(Data records)
— begin —
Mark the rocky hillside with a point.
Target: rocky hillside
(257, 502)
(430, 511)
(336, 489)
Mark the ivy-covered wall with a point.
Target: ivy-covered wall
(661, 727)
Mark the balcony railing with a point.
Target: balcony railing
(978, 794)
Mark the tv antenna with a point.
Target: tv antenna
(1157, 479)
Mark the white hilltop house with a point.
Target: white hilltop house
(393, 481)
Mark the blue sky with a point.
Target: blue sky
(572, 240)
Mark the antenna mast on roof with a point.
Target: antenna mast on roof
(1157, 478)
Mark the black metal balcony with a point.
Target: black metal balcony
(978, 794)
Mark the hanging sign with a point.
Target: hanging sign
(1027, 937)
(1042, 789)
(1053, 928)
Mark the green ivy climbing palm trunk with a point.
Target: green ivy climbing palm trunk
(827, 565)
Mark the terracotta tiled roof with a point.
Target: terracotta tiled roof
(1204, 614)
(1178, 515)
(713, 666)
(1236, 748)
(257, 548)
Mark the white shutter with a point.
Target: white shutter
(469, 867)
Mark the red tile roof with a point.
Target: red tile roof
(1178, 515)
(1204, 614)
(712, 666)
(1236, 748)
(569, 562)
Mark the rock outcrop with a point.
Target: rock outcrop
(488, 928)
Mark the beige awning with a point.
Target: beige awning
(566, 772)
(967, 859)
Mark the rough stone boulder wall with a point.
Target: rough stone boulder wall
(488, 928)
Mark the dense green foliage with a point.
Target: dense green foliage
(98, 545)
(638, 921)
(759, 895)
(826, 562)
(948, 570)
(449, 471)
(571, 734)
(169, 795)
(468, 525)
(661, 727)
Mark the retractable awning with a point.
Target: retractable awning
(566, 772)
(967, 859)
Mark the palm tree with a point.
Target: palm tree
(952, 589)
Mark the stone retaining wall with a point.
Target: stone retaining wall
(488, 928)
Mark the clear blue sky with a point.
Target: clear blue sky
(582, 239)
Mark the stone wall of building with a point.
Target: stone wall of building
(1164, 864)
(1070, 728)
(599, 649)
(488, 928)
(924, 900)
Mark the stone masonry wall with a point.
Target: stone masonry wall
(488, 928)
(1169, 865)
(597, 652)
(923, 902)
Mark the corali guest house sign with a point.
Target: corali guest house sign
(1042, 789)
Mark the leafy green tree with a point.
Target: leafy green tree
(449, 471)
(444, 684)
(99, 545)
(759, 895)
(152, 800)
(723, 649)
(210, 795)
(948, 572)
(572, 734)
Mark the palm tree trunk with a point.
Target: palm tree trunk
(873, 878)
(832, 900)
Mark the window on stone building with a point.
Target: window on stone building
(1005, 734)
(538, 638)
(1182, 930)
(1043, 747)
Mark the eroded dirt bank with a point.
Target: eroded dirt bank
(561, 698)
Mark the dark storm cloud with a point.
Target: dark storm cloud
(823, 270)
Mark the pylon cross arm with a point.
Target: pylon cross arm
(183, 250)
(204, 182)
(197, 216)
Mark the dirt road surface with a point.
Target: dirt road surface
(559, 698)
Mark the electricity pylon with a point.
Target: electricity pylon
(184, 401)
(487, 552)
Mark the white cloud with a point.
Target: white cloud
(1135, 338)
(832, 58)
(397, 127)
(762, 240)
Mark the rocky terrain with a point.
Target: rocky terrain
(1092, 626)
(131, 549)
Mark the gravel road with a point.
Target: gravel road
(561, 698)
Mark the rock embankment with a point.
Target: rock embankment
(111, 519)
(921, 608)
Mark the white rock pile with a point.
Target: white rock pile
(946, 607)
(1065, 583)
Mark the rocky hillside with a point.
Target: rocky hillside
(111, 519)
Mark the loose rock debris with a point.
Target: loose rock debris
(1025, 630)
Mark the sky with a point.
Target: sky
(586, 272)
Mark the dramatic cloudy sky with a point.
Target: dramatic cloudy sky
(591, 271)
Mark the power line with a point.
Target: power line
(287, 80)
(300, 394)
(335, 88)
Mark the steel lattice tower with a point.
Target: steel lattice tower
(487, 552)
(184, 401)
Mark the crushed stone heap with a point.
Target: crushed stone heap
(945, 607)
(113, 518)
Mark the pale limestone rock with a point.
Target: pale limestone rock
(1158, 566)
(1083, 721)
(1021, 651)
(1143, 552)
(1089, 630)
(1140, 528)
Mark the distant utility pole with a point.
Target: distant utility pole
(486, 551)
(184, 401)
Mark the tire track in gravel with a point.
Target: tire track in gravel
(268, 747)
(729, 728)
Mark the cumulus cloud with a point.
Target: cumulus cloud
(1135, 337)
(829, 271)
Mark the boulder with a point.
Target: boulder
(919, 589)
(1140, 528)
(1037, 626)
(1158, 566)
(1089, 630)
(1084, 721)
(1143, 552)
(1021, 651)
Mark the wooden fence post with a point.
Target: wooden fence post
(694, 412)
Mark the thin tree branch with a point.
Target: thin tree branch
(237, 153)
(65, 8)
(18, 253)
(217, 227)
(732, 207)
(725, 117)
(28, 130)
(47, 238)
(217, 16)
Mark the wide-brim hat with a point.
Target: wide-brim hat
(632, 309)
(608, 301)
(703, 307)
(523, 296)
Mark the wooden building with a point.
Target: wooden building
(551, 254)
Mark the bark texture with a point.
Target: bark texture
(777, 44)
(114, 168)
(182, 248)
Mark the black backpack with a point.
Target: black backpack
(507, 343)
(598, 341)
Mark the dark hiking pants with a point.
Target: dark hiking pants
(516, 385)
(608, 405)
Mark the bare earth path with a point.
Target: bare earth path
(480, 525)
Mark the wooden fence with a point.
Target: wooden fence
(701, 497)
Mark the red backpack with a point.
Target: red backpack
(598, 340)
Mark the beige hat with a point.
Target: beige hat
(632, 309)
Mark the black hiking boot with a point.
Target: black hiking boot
— end —
Please transcribe every line of the listing above exactly, without changing anything.

Mark the rocky hillside with a point.
Target: rocky hillside
(257, 502)
(430, 511)
(336, 489)
Mark the ivy-covered wall with a point.
Target: ivy-covered wall
(661, 727)
Mark the balcony railing with a point.
Target: balcony railing
(978, 794)
Mark the tv antenna with a point.
Target: tv antenna
(1157, 479)
Mark the white hilltop house with a point.
Target: white hilltop house
(393, 481)
Mark the blue sky with a point.
Target: blue sky
(572, 240)
Mark the antenna mast on roof with a point.
Target: antenna mast on roof
(1157, 478)
Mark the black metal balcony with a point.
Target: black metal balcony
(978, 794)
Mark the hanging sign with a point.
Target: hanging sign
(1027, 937)
(1042, 789)
(1053, 928)
Mark the green ivy climbing palm trunk with a point.
Target: green ivy climbing palm trunk
(827, 565)
Mark the terracotta tiled roof with a point.
Target: terracotta tiled roof
(1204, 614)
(1178, 515)
(713, 666)
(1236, 748)
(257, 548)
Mark the white shutter with a point.
Target: white shutter
(469, 867)
Mark the red tile roof with a point.
Target: red tile roof
(1178, 515)
(1204, 614)
(712, 666)
(1236, 748)
(569, 562)
Mark the rock outcrop with a point.
Target: rock outcrop
(488, 928)
Mark the beige awning with a point.
Target: beige awning
(566, 772)
(967, 859)
Mark the rough stone boulder wall with a point.
Target: rough stone boulder wall
(488, 928)
Mark the dense green foliage with a point.
Target: dense green foliage
(98, 545)
(638, 921)
(759, 895)
(826, 562)
(948, 570)
(449, 471)
(571, 734)
(169, 795)
(468, 525)
(661, 727)
Mark the retractable awning with a point.
Target: retractable awning
(566, 772)
(967, 859)
Mark the palm tree with a point.
Target: palm tree
(952, 589)
Mark the stone retaining wall with a point.
Target: stone retaining wall
(488, 928)
Mark the clear blue sky with a point.
Target: clear blue sky
(582, 239)
Mark the stone wall of building with a point.
Target: stone wall of building
(1164, 864)
(1070, 728)
(599, 649)
(488, 928)
(924, 900)
Mark the stone masonry wall with a point.
Target: stone masonry wall
(488, 928)
(1169, 865)
(597, 652)
(923, 902)
Mark the corali guest house sign with a point.
Target: corali guest house sign
(1042, 789)
Mark the leafy green tree with a point.
Target: leafy green tree
(449, 471)
(444, 684)
(99, 545)
(759, 895)
(152, 800)
(723, 649)
(210, 795)
(948, 572)
(572, 734)
Mark the palm tree trunk with a point.
Target: palm tree trunk
(873, 878)
(832, 900)
Mark the window on stone building with a point.
Target: window on stone building
(1005, 734)
(538, 638)
(1182, 930)
(1043, 747)
Mark the eroded dirt bank with a point.
Target: eroded dirt bank
(561, 698)
Mark the dark storm cloud with a point.
Target: dark storm cloud
(823, 270)
Mark the pylon cross arm with a point.
Target: pylon cross arm
(183, 250)
(204, 182)
(197, 216)
Mark the dirt road surface with a point.
Target: dirt road surface
(559, 698)
Mark the electricity pylon with a point.
Target: electricity pylon
(184, 401)
(487, 552)
Mark the white cloud with a point.
Target: white cloud
(1135, 338)
(832, 58)
(397, 127)
(762, 240)
Mark the rocky terrain with a point.
Target: rocky terrain
(1092, 626)
(131, 549)
Mark the gravel road with a point.
Target: gravel road
(561, 698)
Mark the rock embankment with a point.
Target: rock embankment
(111, 519)
(921, 608)
Mark the white rock pile with a point.
Target: white rock pile
(946, 607)
(1065, 583)
Mark the rocky hillside with a point.
Target: rocky hillside
(111, 519)
Mark the loose rock debris with a point.
Target: loose rock debris
(1025, 630)
Mark the sky with a point.
Target: sky
(586, 272)
Mark the dramatic cloudy sky with a point.
Target: dramatic cloudy sky
(591, 271)
Mark the power line with a point.
Target: power line
(287, 80)
(300, 394)
(335, 88)
Mark the steel lattice tower with a point.
Target: steel lattice tower
(487, 552)
(184, 401)
Mark the crushed stone heap with a point.
Target: crushed stone heap
(945, 607)
(113, 518)
Mark the pale limestone rock with a point.
Target: pale limestone rock
(1158, 566)
(1083, 721)
(1021, 651)
(1143, 552)
(1089, 630)
(1140, 528)
Mark the distant utility pole with a point.
Target: distant utility pole
(486, 551)
(184, 401)
Mark the tire track in gravel with a point.
Target: tire track in gravel
(268, 747)
(729, 728)
Mark the cumulus cloud with a point.
Target: cumulus cloud
(1135, 337)
(829, 271)
Mark the boulder with a point.
Target: boulder
(919, 589)
(1140, 528)
(1037, 626)
(1158, 566)
(1089, 630)
(1084, 721)
(1143, 552)
(1021, 651)
Mark the wooden fence post with a point.
Target: wooden fence post
(694, 412)
Mark the thin tree branch with a point.
Target: thin tree branch
(237, 153)
(65, 8)
(18, 253)
(217, 227)
(732, 207)
(725, 117)
(28, 130)
(47, 238)
(217, 16)
Mark the wide-brim hat with a point.
Target: wide-brim hat
(632, 309)
(608, 301)
(703, 307)
(523, 296)
Mark the wooden building with a point.
Target: wooden building
(551, 254)
Mark the bark texture with a point.
Target: bark texture
(777, 44)
(114, 168)
(182, 248)
Mark the black backpack with a point.
Target: black backpack
(507, 343)
(598, 341)
Mark the dark hiking pants with a point.
Target: dark hiking pants
(516, 385)
(608, 405)
Mark the bare earth path with a point.
Target: bare earth path
(480, 525)
Mark the wooden fence with a point.
Target: wooden fence
(701, 497)
Mark the red backpack with a point.
Target: red backpack
(598, 340)
Mark the beige hat with a point.
Target: beige hat
(632, 309)
Mark the black hiking boot with a point.
Target: black hiking boot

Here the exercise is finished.